◆ EXERCISES TO COMPLETE ◆
• 1. How many professional male soccer players took part in the study described in the passage on hamstring strength?
• 2. Please write out the passage on hamstring strength again, beginning at the words "In elite soccer, muscle" and stopping after "(RTP), muscle strength1.", and put "professional football" in place of "elite soccer".
*** TEXT PASSAGE ***
In elite soccer, muscle injuries represent 18% to 37% of all time-loss injuries and hamstring injuries have become the most common single injury. This paper investigates the utility of one of the most commonly used measures to guide return to play (RTP), muscle strength1.
Hamstring strength is generally considered to be an important criterion when determining whether a player is ready to RTP following a hamstring injury. Side-to-side strength differences are often used in decision making however there is little evidence to support this. A side-to-side difference of <10% is often suggested as an important criterion. To date, no study has determined whether differences exist when comparing the strength of the injured limb at RTP with the preinjury level.
This study included 41 professional male soccer players with an MRI proven hamstring injury. The isokinetic strength of the injured limb at RTP was compared with preinjury screening results, and the side-to-side difference was determined at both time points. Interestingly, side-to-side differences in isokinetic hamstring strength at RTP were similar to preinjury levels. At RTP, the average strength of the injured limb was >95% compared with preinjury strength. An interesting finding was that a 10% difference in side-to-side strength (positive or negative) is present in a large proportion of players at RTP after hamstring injury and is even observed in a similar proportion of players pre-injury (63.4% weaker, 57.9% stronger). The distribution of positive and negative isokinetic strength differences when comparing strength at RTP with preinjury measures were similar, urging clinical caution when interpreting these results.
The use of isokinetic strength testing, in isolation, as a criterion for RTP is not supported by this study. Importantly, side-to-side isokinetic strength differences appear to be common and should be interpreted with caution. The previous accepted cut-off of 10% may be inappropriate, as side-to-side strength differences of 5%–20% are commonly found, both at RTP and pre-injury.
1. van Dyk N, Wangensteen A, Vermeulen R, et al. Similar Isokinetic Strength Preinjury and at Return to Sport after Hamstring Injury. Med Sci Sports Exerc. 2019;51(6):1091-8.
*** End of TEXT PASSAGE ***
*** INFORMATION ***
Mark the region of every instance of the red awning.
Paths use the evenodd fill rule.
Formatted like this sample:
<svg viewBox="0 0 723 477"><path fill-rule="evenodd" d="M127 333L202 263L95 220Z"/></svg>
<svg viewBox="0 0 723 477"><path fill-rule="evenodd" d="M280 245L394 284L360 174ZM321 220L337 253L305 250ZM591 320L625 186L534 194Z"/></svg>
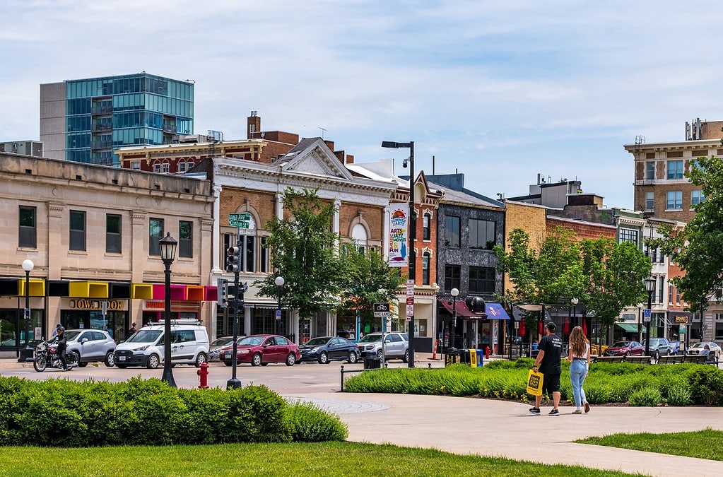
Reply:
<svg viewBox="0 0 723 477"><path fill-rule="evenodd" d="M456 310L457 316L462 318L469 319L487 319L487 313L474 313L472 311L472 310L467 308L467 305L464 301L458 300L457 304L454 304L452 300L442 300L442 304L452 314L454 314L455 310Z"/></svg>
*** End of INFORMATION ***
◆ EXPECTED RESPONSES ◆
• 1. 41

• 2.
In professional football, muscle injuries represent 18% to 37% of all time-loss injuries and hamstring injuries have become the most common single injury. This paper investigates the utility of one of the most commonly used measures to guide return to play (RTP), muscle strength1.